Restate word for word the lines in the listing below, starting at the line containing "Per the spec, this vision system identifies the hornless" and ending at the line containing "Per the spec, this vision system identifies the lone", both included; leave out the rest.

*** Opening of Source records ***

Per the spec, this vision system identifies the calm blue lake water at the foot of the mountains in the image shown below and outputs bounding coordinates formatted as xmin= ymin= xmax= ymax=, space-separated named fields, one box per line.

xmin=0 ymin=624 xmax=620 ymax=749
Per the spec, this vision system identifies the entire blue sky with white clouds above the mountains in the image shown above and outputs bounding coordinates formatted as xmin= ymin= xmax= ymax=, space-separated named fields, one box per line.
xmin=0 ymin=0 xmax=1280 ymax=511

*** Close of Source records ***
*** Opening of Source records ***

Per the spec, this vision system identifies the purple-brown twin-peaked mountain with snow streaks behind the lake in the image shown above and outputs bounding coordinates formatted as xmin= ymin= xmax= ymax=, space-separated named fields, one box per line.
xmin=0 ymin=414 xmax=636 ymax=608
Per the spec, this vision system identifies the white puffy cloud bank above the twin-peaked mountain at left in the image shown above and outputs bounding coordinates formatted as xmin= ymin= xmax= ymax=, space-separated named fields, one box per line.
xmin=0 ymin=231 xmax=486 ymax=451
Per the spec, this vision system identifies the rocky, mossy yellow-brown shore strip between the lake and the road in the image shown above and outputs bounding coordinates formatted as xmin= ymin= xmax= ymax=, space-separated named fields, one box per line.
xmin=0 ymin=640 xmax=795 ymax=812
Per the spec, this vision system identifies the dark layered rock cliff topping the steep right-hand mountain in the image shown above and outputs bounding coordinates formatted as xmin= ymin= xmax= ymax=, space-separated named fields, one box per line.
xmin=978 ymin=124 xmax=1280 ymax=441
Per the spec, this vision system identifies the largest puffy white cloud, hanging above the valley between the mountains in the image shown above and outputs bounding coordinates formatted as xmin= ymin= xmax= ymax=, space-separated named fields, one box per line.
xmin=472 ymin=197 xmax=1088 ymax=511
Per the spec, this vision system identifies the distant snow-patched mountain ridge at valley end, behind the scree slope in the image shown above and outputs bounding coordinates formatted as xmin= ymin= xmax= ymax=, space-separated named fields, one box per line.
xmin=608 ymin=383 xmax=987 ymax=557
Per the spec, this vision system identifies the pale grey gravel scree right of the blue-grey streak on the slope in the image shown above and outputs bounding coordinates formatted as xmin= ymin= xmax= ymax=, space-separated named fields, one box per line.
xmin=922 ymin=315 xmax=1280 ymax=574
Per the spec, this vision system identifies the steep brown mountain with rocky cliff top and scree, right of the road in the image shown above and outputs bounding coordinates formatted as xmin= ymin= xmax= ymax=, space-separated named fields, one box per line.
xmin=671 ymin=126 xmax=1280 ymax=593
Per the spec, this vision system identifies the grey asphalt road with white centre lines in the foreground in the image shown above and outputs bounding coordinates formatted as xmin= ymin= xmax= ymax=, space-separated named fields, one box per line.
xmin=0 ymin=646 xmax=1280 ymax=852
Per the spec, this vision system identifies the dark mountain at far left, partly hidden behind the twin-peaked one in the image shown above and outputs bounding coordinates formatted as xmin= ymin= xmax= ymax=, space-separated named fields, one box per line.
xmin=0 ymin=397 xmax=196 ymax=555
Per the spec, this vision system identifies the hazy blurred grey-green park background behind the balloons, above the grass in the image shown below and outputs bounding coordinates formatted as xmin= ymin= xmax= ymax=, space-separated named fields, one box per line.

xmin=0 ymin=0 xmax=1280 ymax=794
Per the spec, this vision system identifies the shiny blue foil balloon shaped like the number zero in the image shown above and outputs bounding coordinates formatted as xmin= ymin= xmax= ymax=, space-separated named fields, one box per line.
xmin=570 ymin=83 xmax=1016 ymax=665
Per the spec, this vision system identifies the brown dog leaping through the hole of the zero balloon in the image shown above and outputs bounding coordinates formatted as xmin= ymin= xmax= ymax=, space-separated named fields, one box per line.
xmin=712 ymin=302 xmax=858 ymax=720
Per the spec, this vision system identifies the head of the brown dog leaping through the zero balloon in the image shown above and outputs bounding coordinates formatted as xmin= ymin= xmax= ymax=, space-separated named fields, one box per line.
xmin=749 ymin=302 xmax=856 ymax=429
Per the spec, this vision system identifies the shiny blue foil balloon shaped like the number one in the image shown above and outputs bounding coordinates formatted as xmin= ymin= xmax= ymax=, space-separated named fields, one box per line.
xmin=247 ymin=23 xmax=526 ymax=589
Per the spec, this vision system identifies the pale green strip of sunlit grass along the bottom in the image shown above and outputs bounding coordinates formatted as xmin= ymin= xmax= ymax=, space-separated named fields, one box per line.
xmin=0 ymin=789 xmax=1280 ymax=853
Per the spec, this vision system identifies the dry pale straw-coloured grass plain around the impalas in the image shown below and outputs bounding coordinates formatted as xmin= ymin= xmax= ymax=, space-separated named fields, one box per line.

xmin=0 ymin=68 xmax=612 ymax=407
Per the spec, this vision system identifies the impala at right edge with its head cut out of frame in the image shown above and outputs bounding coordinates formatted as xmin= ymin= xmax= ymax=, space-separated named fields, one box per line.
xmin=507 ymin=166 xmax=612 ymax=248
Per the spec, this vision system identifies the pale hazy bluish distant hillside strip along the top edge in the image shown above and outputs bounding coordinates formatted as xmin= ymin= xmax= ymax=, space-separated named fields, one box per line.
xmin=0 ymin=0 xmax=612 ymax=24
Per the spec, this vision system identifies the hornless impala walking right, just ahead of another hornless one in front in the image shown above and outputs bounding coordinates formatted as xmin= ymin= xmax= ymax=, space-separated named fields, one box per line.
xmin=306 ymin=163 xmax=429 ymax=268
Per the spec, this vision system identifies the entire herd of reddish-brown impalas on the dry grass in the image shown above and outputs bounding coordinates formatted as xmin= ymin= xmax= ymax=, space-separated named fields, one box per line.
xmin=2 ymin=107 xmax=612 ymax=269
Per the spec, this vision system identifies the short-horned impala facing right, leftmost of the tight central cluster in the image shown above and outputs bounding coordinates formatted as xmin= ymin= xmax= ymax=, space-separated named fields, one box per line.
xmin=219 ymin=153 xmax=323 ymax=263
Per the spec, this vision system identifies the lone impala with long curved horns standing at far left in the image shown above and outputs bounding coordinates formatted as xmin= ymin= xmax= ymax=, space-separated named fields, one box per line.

*** Close of Source records ***

### Answer below
Per the spec, this vision system identifies the hornless impala walking right, just ahead of another hornless one in front in the image shown above and outputs bounding coordinates formatted as xmin= ymin= xmax= ymax=, space-separated named fields, one box per line.
xmin=306 ymin=163 xmax=429 ymax=268
Per the spec, this vision system identifies the entire herd of reddish-brown impalas on the dry grass in the image shown above and outputs bounding coordinates formatted as xmin= ymin= xmax= ymax=, space-separated named fields, one box per line.
xmin=2 ymin=107 xmax=612 ymax=269
Per the spec, this vision system identifies the short-horned impala facing right, leftmost of the tight central cluster in the image shown above and outputs bounding coordinates formatted as xmin= ymin= xmax= ymax=, space-separated named fields, one box per line.
xmin=219 ymin=153 xmax=323 ymax=263
Per the spec, this vision system identifies the lone impala with long curved horns standing at far left in the image shown above and outputs bounding coordinates formatted as xmin= ymin= xmax= ymax=, space-separated named fields, one box per line.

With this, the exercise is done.